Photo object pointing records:
== == ==
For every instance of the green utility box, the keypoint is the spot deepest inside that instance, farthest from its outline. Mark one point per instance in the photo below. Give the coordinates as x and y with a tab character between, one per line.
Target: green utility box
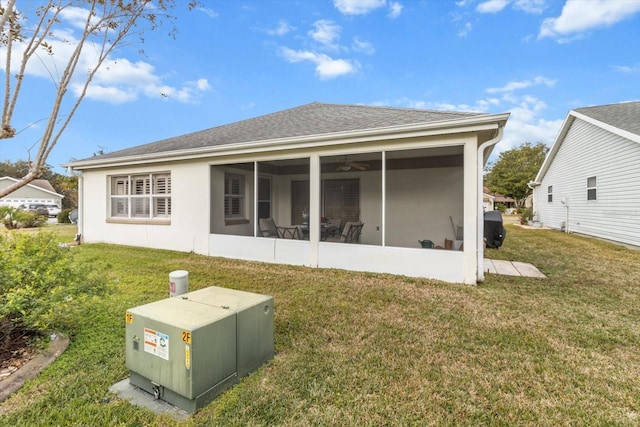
188	349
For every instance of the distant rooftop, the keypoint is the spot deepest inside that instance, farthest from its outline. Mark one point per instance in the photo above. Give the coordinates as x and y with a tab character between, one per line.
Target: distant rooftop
625	116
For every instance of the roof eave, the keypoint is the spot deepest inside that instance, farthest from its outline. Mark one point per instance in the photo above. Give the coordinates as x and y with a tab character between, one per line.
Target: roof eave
471	124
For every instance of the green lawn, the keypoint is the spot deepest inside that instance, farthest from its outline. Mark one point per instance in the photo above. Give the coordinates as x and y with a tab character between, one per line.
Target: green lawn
373	349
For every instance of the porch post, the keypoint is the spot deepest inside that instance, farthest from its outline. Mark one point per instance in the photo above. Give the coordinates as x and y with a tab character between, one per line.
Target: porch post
470	210
314	208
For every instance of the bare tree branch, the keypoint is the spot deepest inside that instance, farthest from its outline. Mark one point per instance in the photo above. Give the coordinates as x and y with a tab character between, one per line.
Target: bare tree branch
106	27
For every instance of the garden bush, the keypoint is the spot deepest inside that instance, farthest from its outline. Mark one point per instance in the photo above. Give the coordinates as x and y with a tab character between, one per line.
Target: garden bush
42	289
63	216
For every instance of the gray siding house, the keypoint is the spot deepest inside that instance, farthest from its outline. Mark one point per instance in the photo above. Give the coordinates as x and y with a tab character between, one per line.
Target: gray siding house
38	191
590	181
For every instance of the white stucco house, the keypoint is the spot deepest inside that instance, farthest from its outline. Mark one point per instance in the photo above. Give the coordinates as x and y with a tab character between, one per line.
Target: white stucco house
589	182
38	191
401	175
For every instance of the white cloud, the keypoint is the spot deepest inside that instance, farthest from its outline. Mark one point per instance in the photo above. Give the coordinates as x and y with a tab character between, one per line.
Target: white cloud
209	12
326	67
358	7
523	84
282	29
395	9
495	6
577	17
118	81
531	6
362	46
326	33
110	94
492	6
527	121
465	30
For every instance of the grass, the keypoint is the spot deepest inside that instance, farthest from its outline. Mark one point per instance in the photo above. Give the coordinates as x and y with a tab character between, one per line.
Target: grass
373	349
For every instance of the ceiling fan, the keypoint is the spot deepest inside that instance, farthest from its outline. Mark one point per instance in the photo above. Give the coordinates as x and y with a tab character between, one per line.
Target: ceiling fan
347	165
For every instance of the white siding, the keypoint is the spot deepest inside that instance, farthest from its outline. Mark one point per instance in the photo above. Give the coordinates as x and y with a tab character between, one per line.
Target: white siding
189	206
588	151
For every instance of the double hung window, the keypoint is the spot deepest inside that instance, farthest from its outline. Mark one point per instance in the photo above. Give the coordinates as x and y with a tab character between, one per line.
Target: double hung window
140	196
233	196
591	188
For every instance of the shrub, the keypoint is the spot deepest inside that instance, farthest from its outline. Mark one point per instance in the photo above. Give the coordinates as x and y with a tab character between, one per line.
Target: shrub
41	287
526	215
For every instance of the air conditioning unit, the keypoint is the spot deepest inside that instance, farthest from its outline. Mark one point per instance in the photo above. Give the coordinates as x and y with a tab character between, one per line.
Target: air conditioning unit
188	349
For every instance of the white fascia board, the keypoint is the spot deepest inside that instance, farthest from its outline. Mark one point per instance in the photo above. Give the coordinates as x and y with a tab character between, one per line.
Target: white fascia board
473	124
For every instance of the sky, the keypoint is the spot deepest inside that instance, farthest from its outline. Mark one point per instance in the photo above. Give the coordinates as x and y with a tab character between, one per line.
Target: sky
232	60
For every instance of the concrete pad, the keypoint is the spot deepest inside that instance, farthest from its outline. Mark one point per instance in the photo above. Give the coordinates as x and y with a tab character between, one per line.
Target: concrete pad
137	396
505	268
32	368
528	270
512	268
489	267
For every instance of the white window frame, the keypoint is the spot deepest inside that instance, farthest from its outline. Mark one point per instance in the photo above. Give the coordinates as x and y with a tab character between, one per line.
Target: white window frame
140	197
234	196
592	188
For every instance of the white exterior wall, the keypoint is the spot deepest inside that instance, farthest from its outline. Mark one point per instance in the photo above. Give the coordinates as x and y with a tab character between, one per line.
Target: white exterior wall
194	217
587	151
189	226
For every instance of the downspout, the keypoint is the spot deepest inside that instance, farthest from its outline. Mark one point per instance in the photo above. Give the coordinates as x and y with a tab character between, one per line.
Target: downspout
80	223
480	225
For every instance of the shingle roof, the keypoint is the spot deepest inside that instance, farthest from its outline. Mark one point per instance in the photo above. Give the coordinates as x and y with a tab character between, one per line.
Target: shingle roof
625	116
307	120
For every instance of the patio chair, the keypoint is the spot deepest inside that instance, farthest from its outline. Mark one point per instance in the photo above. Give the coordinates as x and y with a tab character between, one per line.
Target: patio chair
333	226
268	227
293	232
351	232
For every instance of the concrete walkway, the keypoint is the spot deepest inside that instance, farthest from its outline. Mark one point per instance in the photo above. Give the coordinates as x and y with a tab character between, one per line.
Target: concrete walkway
512	268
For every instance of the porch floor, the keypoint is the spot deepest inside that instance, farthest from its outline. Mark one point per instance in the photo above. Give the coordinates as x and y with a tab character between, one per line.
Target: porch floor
512	268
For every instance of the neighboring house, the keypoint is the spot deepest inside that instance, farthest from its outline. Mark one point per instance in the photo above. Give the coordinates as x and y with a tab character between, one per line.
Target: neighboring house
490	200
39	191
590	181
405	174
== == ==
• [GIVEN INSTRUCTION]: Reproduce the data above in full, exactly as it is, with the pictures left out.

• [RESULT OF THE EXERCISE]:
For every instance of the green utility box, the keypoint is the spot deepest inside that instance, farthest from its outline. Mark one point per instance in the photo below. Give the coordinates as x and y with a tab character between, one per line.
Target: green utility box
188	349
For every instance of the distant rooftop, the keypoint is the spot deepest inside that instance, farthest from its outline. Mark one point per instance in the photo above. Give the coordinates as x and y with a tab character between, one per line.
Target: distant rooftop
625	116
For every instance of the roof eave, the keypoint is the spot deepest inside that instance, farthest from its outline. Mark one point per instance in the photo above. Give the coordinates as x and y with a tab character between, one per line.
Target: roof eave
471	124
For every instance of the green lawn, the keypoint is the spot deepest inside that instance, farthest from its outline. Mark one point per instance in the photo above. Give the coordinates as x and y with a tab character between, one per line.
Target: green lawn
373	349
For every instance of the porch post, the keypoint is the spot deepest inside that instance, farthest from its outline. Mark one point per instance in the photo above. Give the coordinates as x and y with a tab character between, one per line.
Target: porch post
470	210
314	208
For every instance of the bare tree branch, the keypoint is the spot deepest inside that instance, farthest from its outline. Mark one point per instance in the photo above. Give the coordinates as x and y with a tab character between, one per line.
Target: bare tree branch
106	27
For every instance of the garden bush, the keypoint is the spot deepest inside that instance, farthest from its outline. Mark one point per instance in the photo above. Give the coordinates as x and y with a tab character between, one per line.
Target: garden bush
42	289
63	216
For every instance of the gray siding house, the keypoint is the spot deepest inside that instance, farthest from its outline. Mark one point per instance in the photo above. Give the coordinates as x and y with a tab character between, one per line.
Target: gray siding house
38	191
590	181
For every instance of the white stucco house, the keypoint is the spot deepest inside that instance, farthest from its outline. Mark one point per instance in the photo above. Give the coordinates as x and y with a tab character between, one per line.
Target: white stucco house
589	182
38	191
401	175
For every instance of the white cloud, the keypoint is the spot deepest inside that instance, farthest from its outline. Mark one point per instance in the photo above. Give the coordinates as x and y with a tab character between, one per line.
Target: white cloud
209	12
326	67
358	7
523	84
282	29
395	9
495	6
577	17
118	81
531	6
362	46
326	33
110	94
492	6
527	121
465	30
For every instance of the grass, the keypoint is the spot deepest inside that instance, farthest from its outline. Mark one point per instance in the photo above. Give the coordinates as x and y with a tab character between, one per line.
Target: grass
373	349
For every instance of the ceiling fan, the keypoint is the spot deepest inside that instance, farthest from its outline. Mark one point per instance in the photo above. Give the coordinates as x and y with a tab character between, one per line.
Target: ceiling fan
347	165
For every instance of the white siding, the keypoint is the spot deepest inside that instance, farthest from its outline. Mark one point per instance in the photo above. Give the coordinates as x and y with a tab character between, one per line.
Target: white siding
189	206
588	151
For every instance of the double hung window, the keypoint is the spot deepest inside that instance, farthest from its outline. Mark one point per instance in the photo above. Give the coordinates as x and y with a tab character between, one per line.
Target: double hung window
140	196
233	196
591	188
For every instance of the shrub, the keypoint is the spot deepest inside that instance, farthest from its outline. Mark one point per instance in the photo above. Give the coordinates as x and y with a tab character between, one per line.
Target: shrub
41	287
526	215
For every instance of the air conditioning unit, the keypoint is the spot deepest inside that instance, farthest from its outline. Mark one point per instance in the photo above. Give the coordinates as x and y with a tab character between, one per line.
Target: air conditioning unit
188	349
For every instance of the white fascia board, the keypoint is the spot deepest inside that instance, farthest from its outline. Mark one point per instance in the photo above. Give the coordinates as x and y with a tab character between, one per line.
Target: white fascia board
473	124
For every instance of the sky, the keypoint is the spot deepest inside that instance, farthest from its outline. Mark one point per instance in the photo above. Give the coordinates as x and y with a tab character between, one per line.
Target: sky
232	60
For every instance of the concrete pad, the keypoint is the spot deepest inside that instance, farthest from its outline. Mark one point per instance in the photo above. Give the coordinates as x and y with a tab character between, one per line.
Target: concrete pad
137	396
505	268
32	368
528	270
512	268
489	267
For every instance of the white window frame, the keypoint is the spot deepest inside that instance, farthest from its outline. Mark one point per instance in the photo above. Give the coordinates as x and y with a tab character between, one per line.
Target: white window frame
140	197
234	196
592	188
For every instance of the white exterior wall, the keypoint is the spot deepest inside that instance, farthest from its outline. Mark one point per instance in the photo above. Give the coordinates as x and y with a tab character between, one per line.
Target: white exterior wall
194	217
587	151
189	226
For every instance of the downspout, the keypoint is the spot deepest inside that instance, farthest from its outline. Mark one point per instance in the photo above. Give the coordinates as x and y with a tab character between, one per line.
Target: downspout
80	223
480	225
For every instance of the shingle roof, the keypoint is the spot deepest inside that instance, farthest from its outline. Mark one point per instance in the photo above. Give the coordinates as x and y with a tab character between, one per line.
Target: shingle roof
625	116
307	120
For every instance of the patio chair, the keypoint is the spot deepest inside that instance, farthest from its outline. Mark one point per instance in the photo above. Give the coordinates as x and y with a tab character between, one per line.
Target: patio chair
333	226
268	227
293	232
351	232
For every instance of the concrete walkway, the keypoint is the spot deepest inside that instance, farthest from its outline. Mark one point per instance in the photo above. Give the coordinates as x and y with a tab character between, one per line.
Target: concrete walkway
512	268
For every instance of the porch floor, the keypoint is the spot deepest inside that instance, farthest from its outline. Mark one point per instance in the photo above. Give the coordinates as x and y with a tab character between, one per line.
Target: porch floor
512	268
For every instance of the neighboring house, the keypoint is the spot deepest inside that instance, farthest from its outline. Mark one point per instance in the photo above. Give the coordinates as x and y with a tab character between, one per line.
Target: neighboring house
490	200
39	191
590	181
405	174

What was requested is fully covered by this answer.